National disaster management offices, local government, partners, broadcast companies and regulators are the arms, eyes and ears of the ETC’s response to Cyclone Harold. With roots stretching back years, these relationships showcase preparedness in action.
Daily, Hlekiwe can be found pacing the floor of her apartment immersed in calls with local partners: “We draw up solutions while on the phone, asking ourselves what will work that does not rely on deployment. We are striving for good solutions that work now, with what we have,” she says emphatically.
One of these solutions has been found in the Crisis Connectivity Charter, an ETC-led agreement which accelerates access to satellite-based communications when local communication networks are affected by disaster.
In its first activation of 2020, Inmarsat and Intelsat — two of the Charter’s signatories — have committed satellite capacity on the ground to reconnect humanitarians and communities unable to use the collapsed networks of Vanuatu and Fiji. Regional satellite experts Wantok Vanuatu, Gilat Australia and Av-Comm have all stepped in to assist the Charter’s signatories.
Inmarsat is providing mobile Internet access and communications to help coordinate the response and support assessment missions to Fiji’s Kadavu and Southern Lau islands, both devastated by Cyclone Harold.

#####

• [TASKS TO PERFORM]:
1. Return the passage of the Cyclone Harold excerpt from "In its first" up to and including "the Charter’s signatories.", copied word for word.
2. Answer these questions using the Cyclone Harold excerpt.
(a) Which two signatories of the Charter committed satellite capacity in its first activation of 2020?
(b) Access to what does the Crisis Connectivity Charter accelerate?
(c) Which islands of Fiji are named as the destinations of the assessment missions that Inmarsat supports?

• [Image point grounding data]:
#####

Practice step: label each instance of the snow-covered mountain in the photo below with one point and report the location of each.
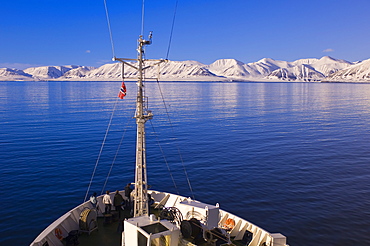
(266, 69)
(359, 72)
(13, 74)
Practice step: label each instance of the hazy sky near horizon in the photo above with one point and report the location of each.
(71, 32)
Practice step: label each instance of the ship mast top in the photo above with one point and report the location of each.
(142, 116)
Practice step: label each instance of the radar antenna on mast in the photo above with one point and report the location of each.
(142, 116)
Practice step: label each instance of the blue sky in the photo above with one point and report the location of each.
(51, 32)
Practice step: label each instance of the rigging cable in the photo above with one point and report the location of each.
(178, 149)
(165, 159)
(142, 17)
(109, 27)
(173, 24)
(101, 149)
(115, 156)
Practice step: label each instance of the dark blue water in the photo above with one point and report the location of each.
(291, 158)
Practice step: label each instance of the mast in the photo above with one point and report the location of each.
(142, 115)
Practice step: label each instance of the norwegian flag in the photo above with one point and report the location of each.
(122, 91)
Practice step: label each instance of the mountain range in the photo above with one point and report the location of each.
(326, 69)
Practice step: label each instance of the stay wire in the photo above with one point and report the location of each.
(165, 159)
(115, 156)
(178, 149)
(142, 17)
(172, 27)
(109, 27)
(101, 149)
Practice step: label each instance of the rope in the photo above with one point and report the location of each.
(173, 24)
(178, 149)
(109, 27)
(142, 17)
(115, 157)
(165, 159)
(101, 149)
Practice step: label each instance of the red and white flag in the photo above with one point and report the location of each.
(122, 91)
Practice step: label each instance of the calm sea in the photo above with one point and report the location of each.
(292, 158)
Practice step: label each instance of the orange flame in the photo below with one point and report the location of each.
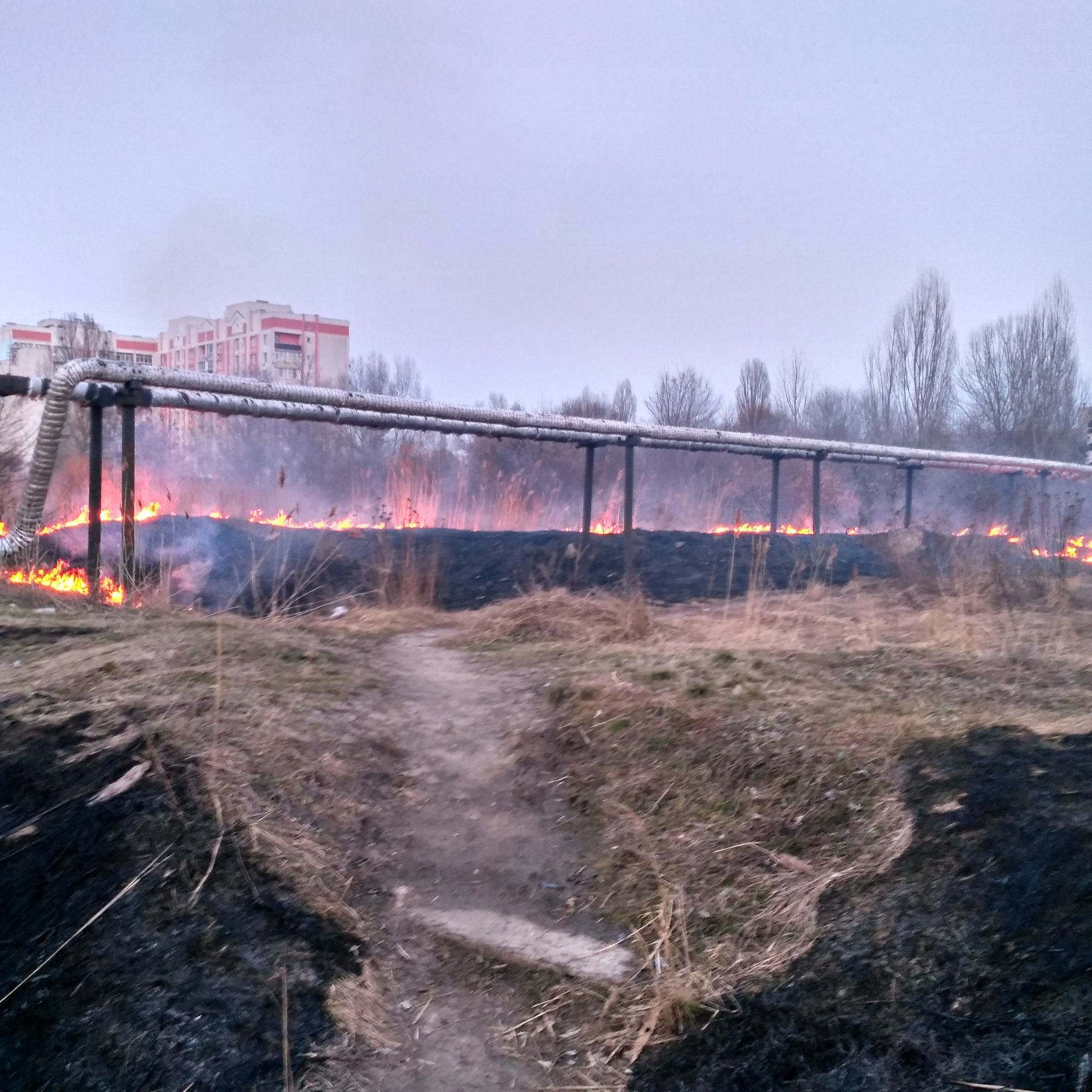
(757, 529)
(67, 580)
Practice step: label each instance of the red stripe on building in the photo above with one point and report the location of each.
(325, 328)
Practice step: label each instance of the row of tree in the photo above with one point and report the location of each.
(1016, 389)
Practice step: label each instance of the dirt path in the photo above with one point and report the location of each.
(474, 834)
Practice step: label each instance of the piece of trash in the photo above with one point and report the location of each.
(123, 784)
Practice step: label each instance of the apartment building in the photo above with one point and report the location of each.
(262, 341)
(38, 349)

#####

• [OUTPUTS FOR THE TASKS]:
1.
In its first activation of 2020, Inmarsat and Intelsat — two of the Charter’s signatories — have committed satellite capacity on the ground to reconnect humanitarians and communities unable to use the collapsed networks of Vanuatu and Fiji. Regional satellite experts Wantok Vanuatu, Gilat Australia and Av-Comm have all stepped in to assist the Charter’s signatories.

2.
(a) Inmarsat and Intelsat
(b) Satellite-based communications when local communication networks are affected by disaster
(c) Kadavu and Southern Lau islands